:: What you have to do ::
Please rewrite the listing below, replacing "rough mask" with "coarse mask" wherever it appears and leaving everything else unchanged.

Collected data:
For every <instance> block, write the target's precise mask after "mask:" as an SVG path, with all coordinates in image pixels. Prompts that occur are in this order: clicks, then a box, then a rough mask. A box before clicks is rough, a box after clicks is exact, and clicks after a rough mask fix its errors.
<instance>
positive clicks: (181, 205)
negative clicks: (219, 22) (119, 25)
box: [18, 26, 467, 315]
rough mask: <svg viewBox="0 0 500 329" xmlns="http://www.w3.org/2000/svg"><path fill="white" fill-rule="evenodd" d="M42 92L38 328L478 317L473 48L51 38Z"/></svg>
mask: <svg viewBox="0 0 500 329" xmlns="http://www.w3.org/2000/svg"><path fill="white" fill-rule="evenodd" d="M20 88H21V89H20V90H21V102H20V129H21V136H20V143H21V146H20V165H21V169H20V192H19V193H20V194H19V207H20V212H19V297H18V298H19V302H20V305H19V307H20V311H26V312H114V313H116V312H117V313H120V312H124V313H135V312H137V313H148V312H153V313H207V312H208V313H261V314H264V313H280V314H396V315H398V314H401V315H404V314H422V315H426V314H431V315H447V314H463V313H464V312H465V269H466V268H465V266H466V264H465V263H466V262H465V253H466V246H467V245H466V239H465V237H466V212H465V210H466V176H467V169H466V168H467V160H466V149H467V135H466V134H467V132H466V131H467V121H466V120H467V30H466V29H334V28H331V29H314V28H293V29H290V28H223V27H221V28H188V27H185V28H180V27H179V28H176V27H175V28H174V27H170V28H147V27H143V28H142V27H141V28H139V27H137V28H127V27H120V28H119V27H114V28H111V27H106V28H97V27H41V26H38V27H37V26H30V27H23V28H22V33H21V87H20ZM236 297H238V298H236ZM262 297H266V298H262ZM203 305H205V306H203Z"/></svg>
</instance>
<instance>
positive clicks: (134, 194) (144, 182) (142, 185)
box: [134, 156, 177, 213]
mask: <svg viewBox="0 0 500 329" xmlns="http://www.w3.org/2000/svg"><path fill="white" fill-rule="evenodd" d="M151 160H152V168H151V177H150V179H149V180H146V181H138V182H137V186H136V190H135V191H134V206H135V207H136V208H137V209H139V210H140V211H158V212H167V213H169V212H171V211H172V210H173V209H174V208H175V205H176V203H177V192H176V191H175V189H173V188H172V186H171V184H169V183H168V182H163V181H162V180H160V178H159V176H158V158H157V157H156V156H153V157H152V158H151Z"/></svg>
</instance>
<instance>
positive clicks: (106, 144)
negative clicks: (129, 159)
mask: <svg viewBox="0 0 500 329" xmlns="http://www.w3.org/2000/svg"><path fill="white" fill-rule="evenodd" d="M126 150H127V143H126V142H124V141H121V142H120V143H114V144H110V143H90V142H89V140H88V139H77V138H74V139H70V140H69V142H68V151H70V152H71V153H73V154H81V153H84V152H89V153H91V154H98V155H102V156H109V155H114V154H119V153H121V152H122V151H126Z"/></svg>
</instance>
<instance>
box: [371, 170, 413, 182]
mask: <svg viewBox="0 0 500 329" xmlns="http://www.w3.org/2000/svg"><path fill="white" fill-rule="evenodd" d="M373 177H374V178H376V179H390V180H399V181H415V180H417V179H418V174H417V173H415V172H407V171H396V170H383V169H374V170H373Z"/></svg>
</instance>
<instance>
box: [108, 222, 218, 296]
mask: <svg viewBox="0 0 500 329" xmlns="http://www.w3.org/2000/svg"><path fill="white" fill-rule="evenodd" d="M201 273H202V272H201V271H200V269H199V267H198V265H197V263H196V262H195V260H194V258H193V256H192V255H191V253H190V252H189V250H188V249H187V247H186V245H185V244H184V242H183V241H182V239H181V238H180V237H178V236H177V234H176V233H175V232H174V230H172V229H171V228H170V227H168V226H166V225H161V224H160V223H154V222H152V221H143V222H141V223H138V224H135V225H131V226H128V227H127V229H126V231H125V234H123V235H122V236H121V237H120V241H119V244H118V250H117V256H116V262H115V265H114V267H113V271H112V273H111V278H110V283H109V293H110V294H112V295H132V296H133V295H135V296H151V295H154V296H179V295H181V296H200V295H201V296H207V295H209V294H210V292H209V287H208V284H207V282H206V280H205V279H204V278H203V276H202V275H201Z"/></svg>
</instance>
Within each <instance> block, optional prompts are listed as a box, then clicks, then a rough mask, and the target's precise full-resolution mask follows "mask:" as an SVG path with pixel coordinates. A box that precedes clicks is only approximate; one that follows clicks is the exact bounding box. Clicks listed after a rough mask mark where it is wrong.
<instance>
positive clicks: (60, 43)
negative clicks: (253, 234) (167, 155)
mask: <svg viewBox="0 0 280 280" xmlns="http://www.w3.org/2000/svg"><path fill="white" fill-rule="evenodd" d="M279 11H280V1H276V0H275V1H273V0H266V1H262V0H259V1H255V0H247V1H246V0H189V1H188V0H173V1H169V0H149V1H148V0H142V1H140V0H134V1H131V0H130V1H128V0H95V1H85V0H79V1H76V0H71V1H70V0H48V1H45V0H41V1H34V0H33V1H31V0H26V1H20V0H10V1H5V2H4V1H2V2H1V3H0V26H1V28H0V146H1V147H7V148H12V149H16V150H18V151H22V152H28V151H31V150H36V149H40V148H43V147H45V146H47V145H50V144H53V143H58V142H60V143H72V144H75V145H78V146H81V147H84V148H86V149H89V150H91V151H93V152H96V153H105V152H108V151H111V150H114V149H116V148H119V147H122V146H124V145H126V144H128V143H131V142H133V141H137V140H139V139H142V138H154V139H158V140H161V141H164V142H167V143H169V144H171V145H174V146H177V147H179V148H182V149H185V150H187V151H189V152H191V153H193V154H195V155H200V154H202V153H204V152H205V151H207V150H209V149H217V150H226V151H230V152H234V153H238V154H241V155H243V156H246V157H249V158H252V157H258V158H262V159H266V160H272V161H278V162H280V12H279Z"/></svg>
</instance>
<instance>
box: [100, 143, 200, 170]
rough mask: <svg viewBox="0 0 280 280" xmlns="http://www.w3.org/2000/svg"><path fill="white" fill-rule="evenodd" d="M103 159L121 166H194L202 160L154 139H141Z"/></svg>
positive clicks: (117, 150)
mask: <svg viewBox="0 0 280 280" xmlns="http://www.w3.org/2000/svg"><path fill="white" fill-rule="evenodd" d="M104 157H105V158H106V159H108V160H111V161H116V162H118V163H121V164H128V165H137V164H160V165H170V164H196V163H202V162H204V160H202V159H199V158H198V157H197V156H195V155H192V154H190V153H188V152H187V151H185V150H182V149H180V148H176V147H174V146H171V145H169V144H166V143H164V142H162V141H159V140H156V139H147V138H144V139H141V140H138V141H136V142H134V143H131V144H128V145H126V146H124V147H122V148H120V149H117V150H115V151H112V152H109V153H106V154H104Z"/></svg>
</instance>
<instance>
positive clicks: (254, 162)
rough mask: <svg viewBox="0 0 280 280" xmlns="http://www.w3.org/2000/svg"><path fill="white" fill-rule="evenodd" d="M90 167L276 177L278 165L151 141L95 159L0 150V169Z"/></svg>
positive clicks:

:: Output below ::
For every <instance> block, write the target's precise mask after "mask:" as an SVG path, with all coordinates in image pixels. Prompts that occur are in this order: clicks, then a box, then a coarse mask. A box before clicks is rough, a box after clicks is exact, and clicks after a coarse mask fix its errors.
<instance>
positive clicks: (181, 205)
negative clicks: (219, 22) (119, 25)
box: [18, 26, 467, 315]
coarse mask: <svg viewBox="0 0 500 329" xmlns="http://www.w3.org/2000/svg"><path fill="white" fill-rule="evenodd" d="M42 92L38 328L478 317L473 48L51 38Z"/></svg>
mask: <svg viewBox="0 0 500 329" xmlns="http://www.w3.org/2000/svg"><path fill="white" fill-rule="evenodd" d="M20 88H21V89H20V90H21V102H20V129H21V136H20V143H21V146H20V165H21V169H20V192H19V193H20V194H19V207H20V212H19V297H18V298H19V302H20V305H19V307H20V311H26V312H114V313H116V312H117V313H120V312H124V313H135V312H137V313H148V312H153V313H207V312H208V313H261V314H264V313H280V314H396V315H398V314H401V315H404V314H422V315H426V314H431V315H447V314H463V313H464V312H465V269H466V268H465V266H466V264H465V263H466V262H465V253H466V246H467V245H466V239H465V237H466V212H465V210H466V176H467V169H466V168H467V160H466V149H467V135H466V134H467V132H466V131H467V121H466V120H467V30H466V29H334V28H331V29H314V28H293V29H290V28H223V27H221V28H188V27H185V28H180V27H179V28H176V27H175V28H174V27H170V28H147V27H143V28H142V27H141V28H139V27H137V28H127V27H120V28H119V27H114V28H111V27H106V28H97V27H41V26H38V27H37V26H30V27H23V28H22V33H21V87H20ZM236 297H238V298H236ZM262 297H266V298H262ZM203 305H205V306H203Z"/></svg>
</instance>
<instance>
positive clicks: (134, 194) (144, 182) (142, 185)
box: [134, 156, 177, 213]
mask: <svg viewBox="0 0 500 329" xmlns="http://www.w3.org/2000/svg"><path fill="white" fill-rule="evenodd" d="M151 160H152V168H151V177H150V179H149V180H146V181H138V182H137V186H136V190H135V191H134V206H135V207H136V208H137V209H139V210H140V211H158V212H167V213H169V212H171V211H172V210H173V209H174V208H175V205H176V203H177V192H176V191H175V189H173V188H172V186H171V184H169V183H168V182H163V181H162V180H160V178H159V176H158V158H157V157H156V156H153V157H152V158H151Z"/></svg>
</instance>
<instance>
positive clicks: (106, 144)
negative clicks: (129, 159)
mask: <svg viewBox="0 0 500 329" xmlns="http://www.w3.org/2000/svg"><path fill="white" fill-rule="evenodd" d="M126 150H127V143H126V142H124V141H121V142H120V143H114V144H110V143H90V142H89V140H88V139H77V138H74V139H70V140H69V142H68V151H70V152H71V153H73V154H81V153H84V152H89V153H91V154H98V155H102V156H109V155H114V154H119V153H121V152H122V151H126Z"/></svg>
</instance>
<instance>
box: [371, 170, 413, 182]
mask: <svg viewBox="0 0 500 329" xmlns="http://www.w3.org/2000/svg"><path fill="white" fill-rule="evenodd" d="M373 177H374V178H376V179H390V180H399V181H415V180H417V179H418V174H417V173H415V172H407V171H396V170H383V169H374V170H373Z"/></svg>
</instance>
<instance>
box: [108, 222, 218, 296]
mask: <svg viewBox="0 0 500 329" xmlns="http://www.w3.org/2000/svg"><path fill="white" fill-rule="evenodd" d="M201 273H202V272H201V271H200V269H199V267H198V265H197V263H196V262H195V260H194V258H193V256H192V255H191V253H190V252H189V250H188V249H187V247H186V245H185V244H184V242H183V241H182V239H181V238H180V237H178V236H177V234H176V233H175V232H174V230H172V229H171V228H170V227H168V226H166V225H161V224H160V223H154V222H152V221H143V222H141V223H138V224H135V225H131V226H128V227H127V229H126V231H125V234H123V235H122V236H121V237H120V241H119V244H118V250H117V256H116V262H115V265H114V267H113V271H112V273H111V278H110V283H109V293H110V294H112V295H132V296H133V295H135V296H151V295H154V296H179V295H181V296H200V295H201V296H207V295H209V294H210V292H209V287H208V284H207V282H206V280H205V279H204V278H203V276H202V275H201Z"/></svg>
</instance>
Within each <instance> block, optional prompts are listed as a box, then clicks, then a coarse mask, and the target's precise full-resolution mask follows "mask:" as an SVG path with pixel coordinates. A box that precedes clicks is only approximate; one that follows clicks is the exact bounding box. Clicks listed after a coarse mask mark where it is wrong.
<instance>
positive clicks: (60, 43)
negative clicks: (253, 234) (167, 155)
mask: <svg viewBox="0 0 280 280" xmlns="http://www.w3.org/2000/svg"><path fill="white" fill-rule="evenodd" d="M279 11H280V1H276V0H275V1H273V0H266V1H262V0H259V1H255V0H247V1H246V0H189V1H188V0H173V1H169V0H149V1H148V0H142V1H140V0H134V1H131V0H130V1H128V0H95V1H85V0H79V1H76V0H71V1H70V0H48V1H45V0H41V1H34V0H33V1H31V0H26V1H20V0H10V1H5V2H4V1H2V2H1V3H0V26H1V28H0V146H1V147H7V148H12V149H16V150H18V151H22V152H28V151H31V150H36V149H40V148H43V147H45V146H47V145H50V144H53V143H58V142H60V143H72V144H75V145H78V146H81V147H84V148H86V149H89V150H91V151H93V152H96V153H105V152H108V151H111V150H114V149H116V148H119V147H122V146H124V145H126V144H128V143H131V142H133V141H137V140H139V139H142V138H154V139H158V140H161V141H164V142H167V143H169V144H171V145H174V146H177V147H179V148H182V149H185V150H187V151H189V152H191V153H193V154H195V155H200V154H202V153H204V152H205V151H207V150H209V149H217V150H226V151H230V152H234V153H238V154H241V155H243V156H246V157H249V158H252V157H258V158H262V159H266V160H272V161H278V162H280V12H279Z"/></svg>
</instance>
<instance>
box: [100, 143, 200, 170]
coarse mask: <svg viewBox="0 0 280 280" xmlns="http://www.w3.org/2000/svg"><path fill="white" fill-rule="evenodd" d="M103 159L121 166H194L202 160L154 139H141Z"/></svg>
positive clicks: (117, 150)
mask: <svg viewBox="0 0 280 280" xmlns="http://www.w3.org/2000/svg"><path fill="white" fill-rule="evenodd" d="M104 157H105V158H106V159H108V160H111V161H116V162H118V163H121V164H128V165H137V164H160V165H170V164H196V163H202V162H204V160H202V159H199V158H198V157H197V156H195V155H192V154H190V153H188V152H187V151H185V150H182V149H180V148H176V147H174V146H171V145H169V144H166V143H164V142H162V141H159V140H156V139H147V138H144V139H141V140H138V141H136V142H134V143H131V144H128V145H126V146H124V147H122V148H120V149H117V150H115V151H112V152H109V153H106V154H104Z"/></svg>
</instance>
<instance>
positive clicks: (254, 162)
coarse mask: <svg viewBox="0 0 280 280" xmlns="http://www.w3.org/2000/svg"><path fill="white" fill-rule="evenodd" d="M90 167L276 177L278 165L151 141L95 159L0 150V169Z"/></svg>
positive clicks:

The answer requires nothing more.